ARTICLE:
------

MarkQL Tutorial

This is the canonical tutorial for MarkQL.

If you only read one top-level document in this repository, read this one.

What MarkQL Is

MarkQL is a SQL-style query language for HTML. It treats parsed DOM nodes as rows and lets you filter and project them using familiar query structure: SELECT ... FROM ... WHERE ....

MarkQL exists to solve a practical extraction problem: you usually do not fail at finding one value once; you fail at keeping extraction stable after page updates. MarkQL addresses that by making row selection and field extraction explicit instead of mixing them in ad-hoc traversal code.

This model can feel unusual at first if you are used to one-pass scraping scripts. That is normal. Once the row/field separation clicks, debugging gets much faster because each query has a clear failure point.

Note: The Core Mental Model

Note

MarkQL runs in two stages:

Outer WHERE filters row candidates.

Field expressions compute output values for each kept row.

The most important consequence is:

Outer WHERE decides whether a row exists in output.

Field predicates decide which node supplies a field value.

If a field has no matching supplier, that field becomes NULL. The row remains unless outer WHERE excludes it.

Rules To Remember

Probe candidate rows first. Do not start with a large PROJECT(...).

------

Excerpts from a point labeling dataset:
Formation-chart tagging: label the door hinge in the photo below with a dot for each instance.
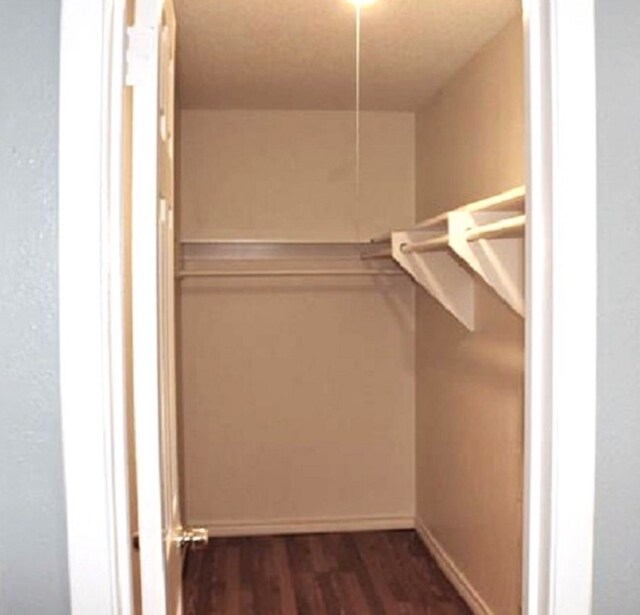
(192, 537)
(140, 50)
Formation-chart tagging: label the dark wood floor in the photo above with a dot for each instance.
(318, 574)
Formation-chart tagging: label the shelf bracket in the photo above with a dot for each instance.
(498, 262)
(439, 273)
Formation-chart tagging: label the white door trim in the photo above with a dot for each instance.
(91, 316)
(561, 326)
(561, 315)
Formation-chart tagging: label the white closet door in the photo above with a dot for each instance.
(151, 72)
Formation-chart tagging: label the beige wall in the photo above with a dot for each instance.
(470, 144)
(291, 174)
(297, 395)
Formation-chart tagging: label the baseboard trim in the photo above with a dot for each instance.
(306, 526)
(452, 572)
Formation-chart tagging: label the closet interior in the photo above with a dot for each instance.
(350, 276)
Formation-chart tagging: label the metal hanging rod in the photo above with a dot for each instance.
(287, 273)
(428, 245)
(511, 200)
(374, 254)
(505, 201)
(502, 229)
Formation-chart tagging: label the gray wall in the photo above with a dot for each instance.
(617, 523)
(33, 559)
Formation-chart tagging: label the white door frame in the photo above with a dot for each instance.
(561, 302)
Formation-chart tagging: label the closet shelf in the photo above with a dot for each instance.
(261, 259)
(442, 254)
(262, 273)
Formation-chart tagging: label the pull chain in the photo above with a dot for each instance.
(357, 203)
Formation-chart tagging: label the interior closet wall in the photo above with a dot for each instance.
(470, 386)
(297, 395)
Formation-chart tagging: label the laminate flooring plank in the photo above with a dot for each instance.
(362, 573)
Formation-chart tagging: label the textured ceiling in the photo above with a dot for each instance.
(300, 54)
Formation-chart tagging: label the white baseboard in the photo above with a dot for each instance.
(305, 526)
(452, 572)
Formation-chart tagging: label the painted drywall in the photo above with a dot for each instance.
(285, 54)
(280, 174)
(33, 553)
(469, 414)
(297, 396)
(617, 502)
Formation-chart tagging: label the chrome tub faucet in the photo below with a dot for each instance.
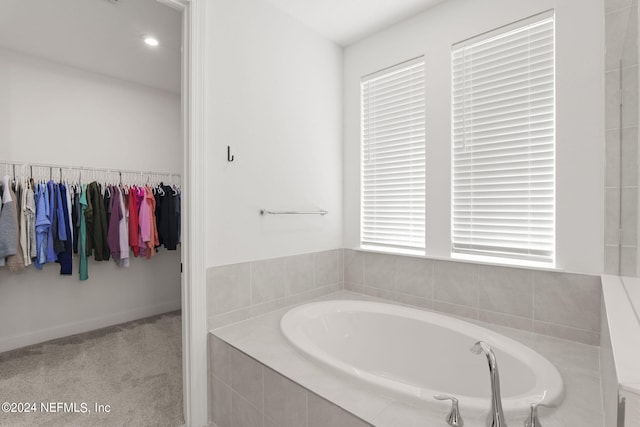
(496, 416)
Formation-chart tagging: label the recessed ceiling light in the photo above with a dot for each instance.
(151, 41)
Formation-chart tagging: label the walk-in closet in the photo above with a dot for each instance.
(91, 143)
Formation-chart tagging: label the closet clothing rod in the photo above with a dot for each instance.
(85, 168)
(268, 212)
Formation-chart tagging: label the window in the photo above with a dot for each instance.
(503, 134)
(393, 157)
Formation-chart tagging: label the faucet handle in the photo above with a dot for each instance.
(532, 420)
(454, 418)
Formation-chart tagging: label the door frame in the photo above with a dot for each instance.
(194, 291)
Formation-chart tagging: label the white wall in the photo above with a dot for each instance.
(274, 96)
(55, 114)
(580, 106)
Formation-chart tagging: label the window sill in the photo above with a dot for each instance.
(471, 259)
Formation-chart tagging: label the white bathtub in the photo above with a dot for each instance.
(417, 354)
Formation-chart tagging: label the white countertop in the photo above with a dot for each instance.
(260, 337)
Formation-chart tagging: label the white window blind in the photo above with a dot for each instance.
(393, 157)
(503, 133)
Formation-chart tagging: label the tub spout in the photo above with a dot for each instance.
(496, 416)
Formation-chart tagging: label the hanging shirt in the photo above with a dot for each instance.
(154, 242)
(30, 214)
(124, 232)
(66, 256)
(75, 217)
(144, 220)
(8, 223)
(133, 221)
(22, 221)
(168, 219)
(51, 253)
(42, 226)
(15, 262)
(70, 222)
(113, 235)
(82, 236)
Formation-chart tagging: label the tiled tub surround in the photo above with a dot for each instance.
(258, 379)
(563, 305)
(621, 168)
(238, 291)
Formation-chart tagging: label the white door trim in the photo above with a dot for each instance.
(194, 292)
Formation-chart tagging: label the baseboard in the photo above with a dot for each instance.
(64, 330)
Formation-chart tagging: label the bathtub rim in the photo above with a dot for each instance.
(514, 404)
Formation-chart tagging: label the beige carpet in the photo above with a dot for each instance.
(135, 368)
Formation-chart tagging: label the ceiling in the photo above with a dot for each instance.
(347, 21)
(105, 36)
(98, 35)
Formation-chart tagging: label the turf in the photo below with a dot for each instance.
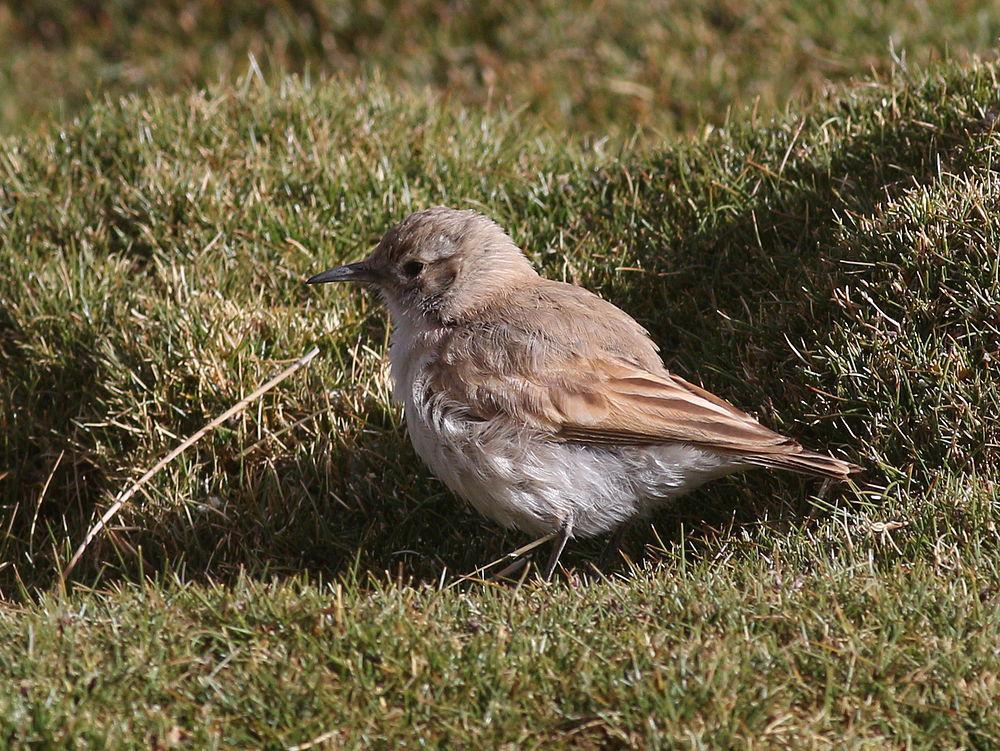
(610, 67)
(834, 269)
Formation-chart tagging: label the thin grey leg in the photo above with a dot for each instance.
(613, 547)
(557, 547)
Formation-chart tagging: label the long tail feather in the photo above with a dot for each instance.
(807, 463)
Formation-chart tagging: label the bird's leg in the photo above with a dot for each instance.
(565, 532)
(613, 546)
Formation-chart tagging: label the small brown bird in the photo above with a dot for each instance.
(544, 406)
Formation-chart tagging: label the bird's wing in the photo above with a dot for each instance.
(602, 398)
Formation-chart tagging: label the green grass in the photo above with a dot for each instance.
(581, 65)
(834, 270)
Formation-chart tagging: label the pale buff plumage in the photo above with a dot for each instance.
(544, 406)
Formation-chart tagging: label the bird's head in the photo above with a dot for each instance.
(440, 266)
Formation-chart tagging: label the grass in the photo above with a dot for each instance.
(833, 268)
(594, 67)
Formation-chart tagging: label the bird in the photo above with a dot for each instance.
(544, 406)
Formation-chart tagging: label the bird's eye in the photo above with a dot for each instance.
(412, 268)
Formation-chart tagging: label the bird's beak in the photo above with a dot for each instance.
(352, 272)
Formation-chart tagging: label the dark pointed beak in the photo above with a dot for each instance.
(352, 272)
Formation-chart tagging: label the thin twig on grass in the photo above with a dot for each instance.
(186, 444)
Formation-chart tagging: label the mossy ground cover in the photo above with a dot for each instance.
(834, 269)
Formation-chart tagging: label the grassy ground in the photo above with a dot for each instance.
(834, 270)
(591, 66)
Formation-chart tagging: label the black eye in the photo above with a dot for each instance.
(412, 268)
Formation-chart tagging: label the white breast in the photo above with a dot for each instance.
(521, 479)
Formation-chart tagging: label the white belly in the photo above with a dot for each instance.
(521, 479)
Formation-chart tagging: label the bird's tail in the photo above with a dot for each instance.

------

PROBLEMS:
1: Print the portion of the MarkQL tutorial that runs from "If you only" down to "clear failure point.", word for word.
2: Proceed with the MarkQL tutorial, continuing on from its final sentence.

ANSWERS PER TASK:
1:
If you only read one top-level document in this repository, read this one.

What MarkQL Is

MarkQL is a SQL-style query language for HTML. It treats parsed DOM nodes as rows and lets you filter and project them using familiar query structure: SELECT ... FROM ... WHERE ....

MarkQL exists to solve a practical extraction problem: you usually do not fail at finding one value once; you fail at keeping extraction stable after page updates. MarkQL addresses that by making row selection and field extraction explicit instead of mixing them in ad-hoc traversal code.

This model can feel unusual at first if you are used to one-pass scraping scripts. That is normal. Once the row/field separation clicks, debugging gets much faster because each query has a clear failure point.

2:
Use durable anchors (data-*, structural patterns) before cosmetic class-only filters.
Add EXISTS(...) guards when cards can be incomplete variants.
Treat repeated blocks explicitly with FIRST_... and LAST_....
Normalize output values in-query (TRIM, REPLACE) before export.
Keep extraction functions (TEXT, INNER_HTML, RAW_INNER_HTML) behind an outer WHERE clause.

Scope Diagram

doc
├─ node #A (candidate row) -- outer WHERE --> keep or drop
│   ├─ descendant d1
│   ├─ descendant d2
│   └─ descendant d3
└─ node #B (candidate row) -- outer WHERE --> keep or drop

For each kept row:
  PROJECT(row) fields choose suppliers from [row + descendants]

Build and First Command

Build:

./scripts/build/build.sh

Listing 1: Verify the CLI and inspect rows

./build/markql \
  --input docs/fixtures/basic.html \
  --query "
SELECT section(node_id, tag)
FROM doc
WHERE attributes.class CONTAINS 'result'
LIMIT 5;
"

Observed output:

node_id  tag
6        section
11       section
16       section
Rows: 3

Why this first listing matters: it confirms parsing works and shows that your row anchor (section with class containing result) is real before field extraction begins.

Query Shape

General structure:

SELECT <items>
FROM <source>
[WHERE <predicate>]
[ORDER BY <field> [ASC|DESC]]
[LIMIT n]
[TO LIST() | TO TABLE() | TO CSV('file.csv') | TO PARQUET('file.parquet') | TO JSON(['file.json']) | TO NDJSON(['file.ndjson'])];

Common sources:

FROM doc
FROM document
FROM 'local.html'
FROM 'https://example.com'
FROM RAW('<div>...</div>')

Alias Naming Convention (Recommended Style)

This is a readability convention, not a language rule.

FROM doc binds an implicit row alias named doc.
FROM doc AS node_doc rebinds the row alias to node_doc; doc.* is no longer bound in that scope.
Use node_<semantic> for DOM node rows.
Use r_<semantic> for CTE/derived logical rows.

Examples:

SELECT self
FROM doc AS node_doc;

Compatibility note:

SELECT <from_alias> remains accepted for backward compatibility in query shapes where it already behaved as row-node return sugar.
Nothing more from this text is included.